Excerpts from a point labeling dataset:
────────────────

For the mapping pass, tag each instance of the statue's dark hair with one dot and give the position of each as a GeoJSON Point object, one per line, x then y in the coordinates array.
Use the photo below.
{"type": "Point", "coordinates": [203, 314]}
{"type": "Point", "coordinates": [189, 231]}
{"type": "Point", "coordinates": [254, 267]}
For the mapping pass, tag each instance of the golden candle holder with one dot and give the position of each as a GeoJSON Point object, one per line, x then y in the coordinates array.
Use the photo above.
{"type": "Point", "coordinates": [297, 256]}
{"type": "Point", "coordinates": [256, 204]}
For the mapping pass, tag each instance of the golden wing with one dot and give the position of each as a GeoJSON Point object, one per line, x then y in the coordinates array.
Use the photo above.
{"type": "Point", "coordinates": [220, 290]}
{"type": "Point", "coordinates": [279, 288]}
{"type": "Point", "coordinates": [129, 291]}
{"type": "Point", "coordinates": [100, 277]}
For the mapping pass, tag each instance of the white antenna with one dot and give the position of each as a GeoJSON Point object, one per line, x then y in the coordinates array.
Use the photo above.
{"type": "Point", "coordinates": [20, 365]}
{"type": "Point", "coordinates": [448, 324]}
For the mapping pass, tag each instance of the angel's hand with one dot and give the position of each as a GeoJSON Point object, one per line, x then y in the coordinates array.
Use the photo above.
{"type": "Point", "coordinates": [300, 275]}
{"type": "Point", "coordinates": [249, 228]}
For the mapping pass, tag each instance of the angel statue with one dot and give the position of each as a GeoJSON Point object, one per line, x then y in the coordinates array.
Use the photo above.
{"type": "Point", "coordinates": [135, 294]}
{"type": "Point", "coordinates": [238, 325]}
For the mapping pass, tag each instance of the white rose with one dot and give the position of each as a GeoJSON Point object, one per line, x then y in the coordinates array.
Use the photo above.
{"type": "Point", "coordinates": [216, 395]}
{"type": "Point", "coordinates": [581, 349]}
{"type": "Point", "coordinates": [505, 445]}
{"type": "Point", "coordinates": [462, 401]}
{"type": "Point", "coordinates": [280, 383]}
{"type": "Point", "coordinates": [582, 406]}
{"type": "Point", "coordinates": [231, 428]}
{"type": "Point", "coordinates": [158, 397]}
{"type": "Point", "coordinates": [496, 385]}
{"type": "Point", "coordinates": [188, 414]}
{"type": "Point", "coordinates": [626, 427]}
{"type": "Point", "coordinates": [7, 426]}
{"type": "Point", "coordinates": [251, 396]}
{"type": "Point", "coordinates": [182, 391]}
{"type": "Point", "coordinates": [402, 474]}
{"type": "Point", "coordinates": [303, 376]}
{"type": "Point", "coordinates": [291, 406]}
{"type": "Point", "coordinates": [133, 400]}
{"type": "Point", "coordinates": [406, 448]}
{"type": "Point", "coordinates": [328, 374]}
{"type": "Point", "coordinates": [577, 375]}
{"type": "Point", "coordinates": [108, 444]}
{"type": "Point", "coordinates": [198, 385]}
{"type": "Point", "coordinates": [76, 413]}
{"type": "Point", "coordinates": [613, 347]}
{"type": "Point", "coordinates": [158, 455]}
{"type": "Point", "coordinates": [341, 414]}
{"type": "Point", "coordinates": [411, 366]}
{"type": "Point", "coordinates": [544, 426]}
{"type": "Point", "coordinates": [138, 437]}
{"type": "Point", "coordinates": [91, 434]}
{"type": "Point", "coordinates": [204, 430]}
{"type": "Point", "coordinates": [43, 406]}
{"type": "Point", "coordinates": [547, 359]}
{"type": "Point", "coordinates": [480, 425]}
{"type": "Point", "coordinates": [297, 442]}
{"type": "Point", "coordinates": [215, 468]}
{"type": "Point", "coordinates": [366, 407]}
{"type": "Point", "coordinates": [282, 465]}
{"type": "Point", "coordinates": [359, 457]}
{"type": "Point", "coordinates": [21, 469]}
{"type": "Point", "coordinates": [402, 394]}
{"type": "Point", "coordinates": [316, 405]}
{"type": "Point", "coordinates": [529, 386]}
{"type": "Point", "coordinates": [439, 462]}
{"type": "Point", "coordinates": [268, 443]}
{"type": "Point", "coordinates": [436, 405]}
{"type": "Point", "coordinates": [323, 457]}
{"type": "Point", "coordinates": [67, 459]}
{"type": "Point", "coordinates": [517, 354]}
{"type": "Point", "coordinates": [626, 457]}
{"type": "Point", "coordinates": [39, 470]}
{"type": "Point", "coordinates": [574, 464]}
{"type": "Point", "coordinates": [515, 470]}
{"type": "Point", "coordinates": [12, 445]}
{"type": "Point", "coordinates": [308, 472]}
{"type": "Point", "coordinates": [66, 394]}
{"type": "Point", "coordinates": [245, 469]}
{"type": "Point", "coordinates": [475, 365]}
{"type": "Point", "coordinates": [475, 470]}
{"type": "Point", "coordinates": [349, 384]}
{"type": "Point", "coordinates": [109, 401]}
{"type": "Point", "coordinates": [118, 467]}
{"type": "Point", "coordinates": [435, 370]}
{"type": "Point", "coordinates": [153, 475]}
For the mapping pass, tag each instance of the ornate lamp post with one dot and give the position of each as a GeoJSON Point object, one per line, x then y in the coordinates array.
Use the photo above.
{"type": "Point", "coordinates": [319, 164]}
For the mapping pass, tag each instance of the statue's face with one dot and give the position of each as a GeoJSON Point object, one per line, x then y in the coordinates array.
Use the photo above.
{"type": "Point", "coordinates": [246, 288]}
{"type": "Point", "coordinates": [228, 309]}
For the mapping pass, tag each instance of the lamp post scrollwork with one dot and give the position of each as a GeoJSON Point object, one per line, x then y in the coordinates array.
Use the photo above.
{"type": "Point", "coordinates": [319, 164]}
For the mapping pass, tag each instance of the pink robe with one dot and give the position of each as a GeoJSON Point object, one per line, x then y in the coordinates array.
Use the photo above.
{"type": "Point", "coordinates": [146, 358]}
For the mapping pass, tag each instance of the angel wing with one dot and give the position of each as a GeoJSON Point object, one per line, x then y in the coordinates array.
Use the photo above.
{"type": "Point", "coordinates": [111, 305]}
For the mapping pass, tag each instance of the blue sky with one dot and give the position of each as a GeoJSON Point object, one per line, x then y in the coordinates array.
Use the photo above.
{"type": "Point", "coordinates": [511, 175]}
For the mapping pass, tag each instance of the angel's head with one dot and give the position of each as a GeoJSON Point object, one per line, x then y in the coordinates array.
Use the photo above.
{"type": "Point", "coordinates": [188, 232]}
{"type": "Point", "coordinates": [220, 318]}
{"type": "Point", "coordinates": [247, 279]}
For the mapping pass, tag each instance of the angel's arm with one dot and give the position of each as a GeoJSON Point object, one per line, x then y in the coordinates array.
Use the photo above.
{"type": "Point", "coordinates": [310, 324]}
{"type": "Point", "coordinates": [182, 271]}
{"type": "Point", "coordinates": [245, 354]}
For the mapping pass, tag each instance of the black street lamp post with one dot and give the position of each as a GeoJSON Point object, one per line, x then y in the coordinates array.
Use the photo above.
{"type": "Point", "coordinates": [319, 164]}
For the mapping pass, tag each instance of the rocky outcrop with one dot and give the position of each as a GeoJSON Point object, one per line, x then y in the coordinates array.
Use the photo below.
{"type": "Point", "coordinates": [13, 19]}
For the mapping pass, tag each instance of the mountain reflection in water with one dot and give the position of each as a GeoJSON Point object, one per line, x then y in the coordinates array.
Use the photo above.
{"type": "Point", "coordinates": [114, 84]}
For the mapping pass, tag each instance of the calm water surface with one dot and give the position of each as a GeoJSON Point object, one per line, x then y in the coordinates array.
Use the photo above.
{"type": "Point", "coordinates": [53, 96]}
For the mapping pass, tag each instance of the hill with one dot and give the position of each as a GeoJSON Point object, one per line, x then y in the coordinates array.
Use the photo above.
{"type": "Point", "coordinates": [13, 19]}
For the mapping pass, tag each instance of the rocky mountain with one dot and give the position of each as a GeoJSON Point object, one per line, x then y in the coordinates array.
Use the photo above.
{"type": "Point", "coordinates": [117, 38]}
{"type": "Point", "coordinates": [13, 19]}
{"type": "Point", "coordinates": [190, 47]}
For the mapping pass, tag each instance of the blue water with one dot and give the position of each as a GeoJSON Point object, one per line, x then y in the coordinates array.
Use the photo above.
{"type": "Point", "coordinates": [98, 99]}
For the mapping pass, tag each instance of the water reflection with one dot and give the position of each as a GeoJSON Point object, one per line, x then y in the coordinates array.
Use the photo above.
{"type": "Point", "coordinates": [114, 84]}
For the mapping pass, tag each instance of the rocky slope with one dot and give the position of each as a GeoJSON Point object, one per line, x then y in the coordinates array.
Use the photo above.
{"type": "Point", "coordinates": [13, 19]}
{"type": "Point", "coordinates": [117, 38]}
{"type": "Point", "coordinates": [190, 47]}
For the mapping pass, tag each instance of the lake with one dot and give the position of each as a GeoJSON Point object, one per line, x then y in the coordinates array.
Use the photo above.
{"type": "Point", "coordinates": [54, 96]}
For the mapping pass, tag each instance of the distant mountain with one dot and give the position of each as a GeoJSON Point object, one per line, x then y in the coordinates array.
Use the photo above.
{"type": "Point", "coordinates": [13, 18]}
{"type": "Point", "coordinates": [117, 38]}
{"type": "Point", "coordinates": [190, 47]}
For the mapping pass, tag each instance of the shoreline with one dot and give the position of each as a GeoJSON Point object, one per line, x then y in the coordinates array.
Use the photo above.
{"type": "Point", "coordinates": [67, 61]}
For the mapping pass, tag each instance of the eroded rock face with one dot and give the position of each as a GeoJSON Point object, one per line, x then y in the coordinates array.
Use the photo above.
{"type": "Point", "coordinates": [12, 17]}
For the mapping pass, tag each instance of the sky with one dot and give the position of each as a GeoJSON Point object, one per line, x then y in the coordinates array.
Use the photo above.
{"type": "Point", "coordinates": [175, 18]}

────────────────

Convert the lines from the one containing "For the mapping pass, tag each instance of the shoreline" through the end of the lines into a numbered list, omitting any blank lines.

1. For the mapping pass, tag each instance of the shoreline with one dot and give the position of each as a GeoJSON Point object, one per line, x then y in the coordinates array.
2. Use the photo above.
3. {"type": "Point", "coordinates": [67, 61]}
4. For the mapping pass, tag each instance of the eroded rock face with one dot and give the position of each as a GeoJSON Point object, one per line, x then y in the coordinates array.
5. Use the photo above.
6. {"type": "Point", "coordinates": [12, 17]}
7. For the mapping pass, tag each instance of the sky with one dot and give the position of each as a GeoJSON Point object, one per line, x then y in the coordinates array.
8. Use the photo above.
9. {"type": "Point", "coordinates": [175, 18]}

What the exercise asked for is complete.